• [To be done]: Reproduce the Keycloak restore and recovery text verbatim, from its first line to its last.

Step 5: Run smoke tests and re-enable traffic

Before directing production traffic back to Keycloak, run your standard authentication smoke tests. Only then re-add Keycloak to the load balancer or re-enable DNS.

Document the restore. Record the backup timestamp, the wall clock time for each step, any issues encountered, and the total time from incident to recovery. This data drives improvements to your RPO and RTO targets.

Signing Keys and Secrets

Keycloak’s realm signing keys (RSA, EC, HMAC) are stored in the database under the COMPONENT and COMPONENT_CONFIG tables. When you restore the database, these keys are restored along with everything else, so no separate key backup is needed if you are doing database-level backups.

What you do need to consider:

If you are migrating to a new realm (using realm import rather than DB restore), signing keys will be regenerated. All existing JWTs signed with the old key will fail validation until they expire. Plan a brief downtime window or implement a key rotation strategy to handle this.
If your PostgreSQL data at rest is encrypted (via Transparent Data Encryption on managed services, or LUKS on self-managed), document the encryption key location and rotation schedule. A restored database that cannot be decrypted is worthless.
Admin credentials (the bootstrap admin account password) are stored in the database as Keycloak credentials. They are included in a database restore. Separate credential stores (Vault, AWS Secrets Manager) should back up their own data independently of the Keycloak DB backup.

For more on how Keycloak handles database connections and the implications for failover, see our guide on Keycloak DB connection pool exhaustion.

RPO and RTO: Setting Your Targets

Recovery Point Objective (RPO) is the maximum acceptable data loss measured in time. If your RPO is 1 hour, you need backups at least every hour.

Recovery Time Objective (RTO) is the maximum acceptable downtime from incident to recovery. If your RTO is 30 minutes, your restore procedure (including detection time) must complete within 30 minutes.

• [Recorded information]:

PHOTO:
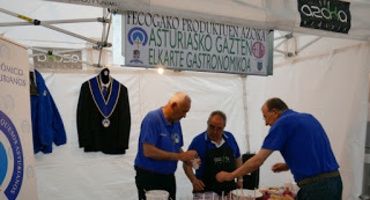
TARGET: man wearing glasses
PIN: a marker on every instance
(217, 151)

• [Response to this task]:
Step 5: Run smoke tests and re-enable traffic

Before directing production traffic back to Keycloak, run your standard authentication smoke tests. Only then re-add Keycloak to the load balancer or re-enable DNS.

Document the restore. Record the backup timestamp, the wall clock time for each step, any issues encountered, and the total time from incident to recovery. This data drives improvements to your RPO and RTO targets.

Signing Keys and Secrets

Keycloak’s realm signing keys (RSA, EC, HMAC) are stored in the database under the COMPONENT and COMPONENT_CONFIG tables. When you restore the database, these keys are restored along with everything else, so no separate key backup is needed if you are doing database-level backups.

What you do need to consider:

If you are migrating to a new realm (using realm import rather than DB restore), signing keys will be regenerated. All existing JWTs signed with the old key will fail validation until they expire. Plan a brief downtime window or implement a key rotation strategy to handle this.
If your PostgreSQL data at rest is encrypted (via Transparent Data Encryption on managed services, or LUKS on self-managed), document the encryption key location and rotation schedule. A restored database that cannot be decrypted is worthless.
Admin credentials (the bootstrap admin account password) are stored in the database as Keycloak credentials. They are included in a database restore. Separate credential stores (Vault, AWS Secrets Manager) should back up their own data independently of the Keycloak DB backup.

For more on how Keycloak handles database connections and the implications for failover, see our guide on Keycloak DB connection pool exhaustion.

RPO and RTO: Setting Your Targets

Recovery Point Objective (RPO) is the maximum acceptable data loss measured in time. If your RPO is 1 hour, you need backups at least every hour.

Recovery Time Objective (RTO) is the maximum acceptable downtime from incident to recovery. If your RTO is 30 minutes, your restore procedure (including detection time) must complete within 30 minutes.